(1 week, 3 days ago)
Lords ChamberI agree with my noble friend about the need to plan sooner. It gives the opportunity to assess what is, is not, and can be made available. I also very much share my noble friend’s comments about involvement—involvement of the patient themselves but also of their loved ones. I know from the reports that my noble friend has done over the years how she has shone a spotlight on the exclusion of the very people who could assist in the discharge procedure and make it go smoothly. I welcome her comments that the discharge is as important as the admission and the care people get while they are in hospital.
I too acknowledge the commitment and effort being made, and also, of course, the commitment on the front line. I am not a health professional—and I feel particularly conscious of that, given some of the people in the Chamber this afternoon—but I have spent too much time in the last 12 months as a client and had much time to reflect upon the fact that the problems with the health service are much the same as the problems in most other public services. First of all, we do not design the service around the client and the patient, and, whatever I am told, that still seems to me to be so obvious. We do not join up the various services: pharmacies, GPs and district nurses, who I have got to know quite well. We do not make effective use of digital or AI, and we do not make good use of the community and voluntary sector and charities. Sometimes, we resent them, or they are resented. Of course, there is the issue of social care.
I think we all know this, and I am hearing the right things coming out of government at the moment, but, actually, these things have been there for 20 years. They have been said about and talked about for 20 years, yet things have not really changed. I really want to be convinced that they are going to change, but I want to be convinced that we are learning from the lessons of past failures and that we are focusing on owning up to those failures, because that is the only way in which we will move on. Can the Minister reassure me that we are looking at why it has taken so long and that we are really determined to take on the barriers?
- - -
Continue the House of Lords debate on hospital discharge after its last sentence.
- - -
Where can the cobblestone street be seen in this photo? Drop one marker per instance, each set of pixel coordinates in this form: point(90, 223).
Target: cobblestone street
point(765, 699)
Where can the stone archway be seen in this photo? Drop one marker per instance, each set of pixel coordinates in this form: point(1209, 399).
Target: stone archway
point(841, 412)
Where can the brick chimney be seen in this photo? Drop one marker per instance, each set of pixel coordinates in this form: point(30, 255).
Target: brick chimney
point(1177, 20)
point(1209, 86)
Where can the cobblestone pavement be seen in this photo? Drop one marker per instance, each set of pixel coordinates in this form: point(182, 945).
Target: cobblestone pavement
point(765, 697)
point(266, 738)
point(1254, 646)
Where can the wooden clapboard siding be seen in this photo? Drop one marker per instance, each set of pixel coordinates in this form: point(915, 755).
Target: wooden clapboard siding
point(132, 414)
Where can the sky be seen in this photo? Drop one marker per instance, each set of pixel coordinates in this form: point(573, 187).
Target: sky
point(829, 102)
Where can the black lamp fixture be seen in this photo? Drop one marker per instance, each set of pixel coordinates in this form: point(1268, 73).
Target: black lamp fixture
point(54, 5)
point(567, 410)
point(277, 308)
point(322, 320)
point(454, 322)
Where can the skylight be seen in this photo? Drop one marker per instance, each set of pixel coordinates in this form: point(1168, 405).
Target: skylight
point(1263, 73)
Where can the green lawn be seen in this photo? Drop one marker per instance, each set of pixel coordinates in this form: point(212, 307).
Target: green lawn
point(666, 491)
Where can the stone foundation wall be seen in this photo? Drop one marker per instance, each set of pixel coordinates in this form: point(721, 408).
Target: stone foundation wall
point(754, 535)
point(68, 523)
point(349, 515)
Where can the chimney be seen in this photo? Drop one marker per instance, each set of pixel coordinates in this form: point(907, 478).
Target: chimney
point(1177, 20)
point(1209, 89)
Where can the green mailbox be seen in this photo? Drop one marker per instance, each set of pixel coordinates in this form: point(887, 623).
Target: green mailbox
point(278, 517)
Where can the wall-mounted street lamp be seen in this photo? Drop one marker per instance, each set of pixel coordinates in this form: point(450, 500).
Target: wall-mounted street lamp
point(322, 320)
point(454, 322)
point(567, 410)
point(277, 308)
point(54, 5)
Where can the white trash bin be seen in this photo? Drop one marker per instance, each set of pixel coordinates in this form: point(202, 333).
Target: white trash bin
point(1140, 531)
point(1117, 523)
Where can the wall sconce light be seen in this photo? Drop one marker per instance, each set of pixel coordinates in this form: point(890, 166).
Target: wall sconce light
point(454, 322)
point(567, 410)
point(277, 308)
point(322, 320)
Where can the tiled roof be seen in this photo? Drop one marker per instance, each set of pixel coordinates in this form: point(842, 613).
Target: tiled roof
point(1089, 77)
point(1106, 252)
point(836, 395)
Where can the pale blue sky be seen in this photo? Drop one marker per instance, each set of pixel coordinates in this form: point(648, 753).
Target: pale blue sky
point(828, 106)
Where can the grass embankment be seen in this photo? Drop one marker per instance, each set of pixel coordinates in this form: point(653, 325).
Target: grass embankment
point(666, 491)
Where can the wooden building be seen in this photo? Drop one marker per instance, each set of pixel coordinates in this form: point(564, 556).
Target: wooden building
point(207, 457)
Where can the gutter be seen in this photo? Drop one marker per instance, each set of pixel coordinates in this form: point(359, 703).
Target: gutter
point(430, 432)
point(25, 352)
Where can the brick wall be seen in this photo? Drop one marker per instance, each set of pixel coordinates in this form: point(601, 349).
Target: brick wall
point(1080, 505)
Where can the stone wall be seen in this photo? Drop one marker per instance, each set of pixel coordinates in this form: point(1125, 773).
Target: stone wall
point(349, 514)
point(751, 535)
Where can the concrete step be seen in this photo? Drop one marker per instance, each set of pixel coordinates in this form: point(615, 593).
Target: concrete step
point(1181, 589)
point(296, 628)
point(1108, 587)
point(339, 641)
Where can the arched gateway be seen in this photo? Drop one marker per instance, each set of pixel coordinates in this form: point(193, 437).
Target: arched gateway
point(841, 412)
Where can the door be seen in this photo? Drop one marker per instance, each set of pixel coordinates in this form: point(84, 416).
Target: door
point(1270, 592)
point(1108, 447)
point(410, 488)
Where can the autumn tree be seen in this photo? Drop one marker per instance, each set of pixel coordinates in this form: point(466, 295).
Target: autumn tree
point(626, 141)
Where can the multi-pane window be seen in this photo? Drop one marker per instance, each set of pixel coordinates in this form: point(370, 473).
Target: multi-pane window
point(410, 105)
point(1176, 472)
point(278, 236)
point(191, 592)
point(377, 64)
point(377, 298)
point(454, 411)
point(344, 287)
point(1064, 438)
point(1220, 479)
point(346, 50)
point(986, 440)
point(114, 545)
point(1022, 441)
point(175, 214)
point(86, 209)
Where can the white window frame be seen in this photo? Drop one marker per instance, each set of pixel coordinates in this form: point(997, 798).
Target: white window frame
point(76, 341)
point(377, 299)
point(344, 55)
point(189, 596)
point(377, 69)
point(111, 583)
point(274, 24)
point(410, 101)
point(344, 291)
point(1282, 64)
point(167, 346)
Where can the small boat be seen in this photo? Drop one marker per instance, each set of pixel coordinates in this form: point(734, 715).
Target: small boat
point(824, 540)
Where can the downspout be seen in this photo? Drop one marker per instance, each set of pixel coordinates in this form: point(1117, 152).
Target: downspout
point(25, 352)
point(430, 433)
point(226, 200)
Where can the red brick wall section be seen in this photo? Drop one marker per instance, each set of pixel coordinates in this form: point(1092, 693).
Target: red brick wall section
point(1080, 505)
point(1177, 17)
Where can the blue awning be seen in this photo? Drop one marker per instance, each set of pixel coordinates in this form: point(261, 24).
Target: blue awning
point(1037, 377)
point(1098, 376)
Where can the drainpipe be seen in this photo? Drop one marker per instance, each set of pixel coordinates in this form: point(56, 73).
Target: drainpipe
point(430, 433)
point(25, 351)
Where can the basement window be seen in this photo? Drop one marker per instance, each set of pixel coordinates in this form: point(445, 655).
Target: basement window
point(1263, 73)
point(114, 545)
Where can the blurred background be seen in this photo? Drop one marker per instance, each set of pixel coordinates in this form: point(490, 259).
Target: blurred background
- - -
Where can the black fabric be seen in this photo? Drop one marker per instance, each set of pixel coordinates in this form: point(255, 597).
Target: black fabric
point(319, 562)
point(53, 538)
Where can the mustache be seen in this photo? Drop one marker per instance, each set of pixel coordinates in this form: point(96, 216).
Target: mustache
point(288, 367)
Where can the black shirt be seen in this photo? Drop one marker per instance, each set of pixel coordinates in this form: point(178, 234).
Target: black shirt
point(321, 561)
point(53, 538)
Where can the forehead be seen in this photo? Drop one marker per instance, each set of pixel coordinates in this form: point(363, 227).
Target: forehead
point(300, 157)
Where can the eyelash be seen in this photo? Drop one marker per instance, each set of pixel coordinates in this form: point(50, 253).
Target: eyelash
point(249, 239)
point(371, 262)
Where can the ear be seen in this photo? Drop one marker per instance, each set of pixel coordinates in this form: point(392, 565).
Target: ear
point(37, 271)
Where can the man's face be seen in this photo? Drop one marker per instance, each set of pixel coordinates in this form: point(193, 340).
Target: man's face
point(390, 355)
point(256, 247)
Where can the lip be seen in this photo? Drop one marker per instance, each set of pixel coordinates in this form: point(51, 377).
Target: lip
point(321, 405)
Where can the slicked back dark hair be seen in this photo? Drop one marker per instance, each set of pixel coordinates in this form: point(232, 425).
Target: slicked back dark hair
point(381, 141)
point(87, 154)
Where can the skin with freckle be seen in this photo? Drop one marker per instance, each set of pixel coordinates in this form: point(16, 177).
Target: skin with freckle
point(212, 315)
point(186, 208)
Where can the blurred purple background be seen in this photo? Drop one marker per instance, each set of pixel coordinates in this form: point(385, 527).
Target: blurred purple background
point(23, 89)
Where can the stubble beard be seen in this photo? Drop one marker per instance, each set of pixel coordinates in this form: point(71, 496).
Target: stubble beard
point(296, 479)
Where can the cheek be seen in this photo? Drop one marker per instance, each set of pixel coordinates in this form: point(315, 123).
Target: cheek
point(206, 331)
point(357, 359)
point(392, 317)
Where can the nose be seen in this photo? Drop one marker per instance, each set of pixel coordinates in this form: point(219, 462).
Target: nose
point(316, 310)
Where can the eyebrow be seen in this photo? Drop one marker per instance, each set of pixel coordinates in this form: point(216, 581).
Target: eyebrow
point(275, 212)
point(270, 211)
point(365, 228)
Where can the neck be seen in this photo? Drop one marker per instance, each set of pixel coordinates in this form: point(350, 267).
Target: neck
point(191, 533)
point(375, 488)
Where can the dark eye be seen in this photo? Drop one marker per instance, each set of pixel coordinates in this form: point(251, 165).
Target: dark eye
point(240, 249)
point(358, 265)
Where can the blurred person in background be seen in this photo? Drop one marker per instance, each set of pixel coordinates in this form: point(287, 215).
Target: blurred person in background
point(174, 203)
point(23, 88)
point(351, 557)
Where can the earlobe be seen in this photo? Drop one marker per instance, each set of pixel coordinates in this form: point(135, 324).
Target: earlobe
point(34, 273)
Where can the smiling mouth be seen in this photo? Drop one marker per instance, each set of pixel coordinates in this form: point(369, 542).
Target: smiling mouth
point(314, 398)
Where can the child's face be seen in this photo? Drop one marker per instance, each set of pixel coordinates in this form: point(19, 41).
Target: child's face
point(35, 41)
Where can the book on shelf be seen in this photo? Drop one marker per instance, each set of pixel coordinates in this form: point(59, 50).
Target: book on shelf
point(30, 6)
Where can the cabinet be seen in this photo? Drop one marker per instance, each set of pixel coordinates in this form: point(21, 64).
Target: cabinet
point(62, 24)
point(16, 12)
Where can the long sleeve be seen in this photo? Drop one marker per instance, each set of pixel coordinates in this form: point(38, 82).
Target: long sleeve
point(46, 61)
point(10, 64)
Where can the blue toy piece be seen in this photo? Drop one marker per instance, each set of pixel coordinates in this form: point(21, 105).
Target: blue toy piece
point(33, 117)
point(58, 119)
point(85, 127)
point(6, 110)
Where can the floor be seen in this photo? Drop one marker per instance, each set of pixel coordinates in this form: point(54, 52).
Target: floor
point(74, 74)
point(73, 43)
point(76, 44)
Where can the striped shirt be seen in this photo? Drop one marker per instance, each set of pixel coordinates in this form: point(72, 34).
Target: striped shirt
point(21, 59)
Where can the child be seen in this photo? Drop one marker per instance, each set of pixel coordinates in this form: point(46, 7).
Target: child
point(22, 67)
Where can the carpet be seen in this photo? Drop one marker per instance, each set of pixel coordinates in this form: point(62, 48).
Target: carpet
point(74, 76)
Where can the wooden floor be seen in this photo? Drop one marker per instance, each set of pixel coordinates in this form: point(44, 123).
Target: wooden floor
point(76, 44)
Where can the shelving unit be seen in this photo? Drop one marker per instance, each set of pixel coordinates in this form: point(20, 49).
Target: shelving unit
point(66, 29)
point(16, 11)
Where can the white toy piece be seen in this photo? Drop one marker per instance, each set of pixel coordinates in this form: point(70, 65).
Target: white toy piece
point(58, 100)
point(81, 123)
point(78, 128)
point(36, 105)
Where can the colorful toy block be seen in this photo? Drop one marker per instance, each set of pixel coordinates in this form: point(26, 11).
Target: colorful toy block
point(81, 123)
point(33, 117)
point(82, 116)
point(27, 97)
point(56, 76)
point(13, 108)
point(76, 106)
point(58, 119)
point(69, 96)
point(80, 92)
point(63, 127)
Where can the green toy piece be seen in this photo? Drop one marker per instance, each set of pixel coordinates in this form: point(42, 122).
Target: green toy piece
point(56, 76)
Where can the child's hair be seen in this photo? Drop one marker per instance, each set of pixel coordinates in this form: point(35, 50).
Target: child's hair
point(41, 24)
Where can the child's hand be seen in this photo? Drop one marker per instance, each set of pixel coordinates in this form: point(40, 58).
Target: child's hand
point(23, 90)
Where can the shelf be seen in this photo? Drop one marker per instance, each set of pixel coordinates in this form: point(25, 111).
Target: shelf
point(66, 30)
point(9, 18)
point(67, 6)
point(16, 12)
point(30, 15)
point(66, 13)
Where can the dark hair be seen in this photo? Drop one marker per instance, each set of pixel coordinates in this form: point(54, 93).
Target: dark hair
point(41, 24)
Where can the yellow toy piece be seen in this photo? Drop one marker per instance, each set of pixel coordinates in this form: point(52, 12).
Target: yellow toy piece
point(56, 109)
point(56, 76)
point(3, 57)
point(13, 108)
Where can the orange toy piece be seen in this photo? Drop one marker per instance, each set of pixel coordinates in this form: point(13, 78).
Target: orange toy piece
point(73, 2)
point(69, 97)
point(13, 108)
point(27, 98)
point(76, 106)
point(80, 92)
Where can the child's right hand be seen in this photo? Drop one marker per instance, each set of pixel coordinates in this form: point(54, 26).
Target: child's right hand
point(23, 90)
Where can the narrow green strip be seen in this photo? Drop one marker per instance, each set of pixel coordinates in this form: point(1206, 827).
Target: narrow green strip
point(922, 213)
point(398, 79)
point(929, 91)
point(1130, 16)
- - -
[EXERCISE RESULT]
I am grateful to the noble Lord. These things do not just happen; we are here because of a failure to reform, a failure to invest and a failure to get the right productivity and results that we need. Indeed, there has been a failure over a number of years to do exactly what the noble Lord spoke about. I could not have put it better myself. The noble Lord came up with the most marvellous advert in his comments for the central pillars, to which I referred, of the 10-year plan, which will soon be available, following the biggest ever consultation in the history of the NHS.
The noble Lord talked about community. One of the things that we will be ensuring will happen in the NHS is a movement of focus from hospital into community. The noble Lord talked about digital. We will move from analogue to digital. He also talked about services being around the patient. I have frequently said that we need to get the services around the patient, not the patient around the services. There is also the move from sickness to prevention. All these three pillars will completely transform the National Health Service.
The noble Lord also referred to the third sector, including charities. We could not deliver much of what we deliver without them, and charities often are extremely well-placed to do things that statutory services cannot, so they are part of the equation and I offer all respect to them.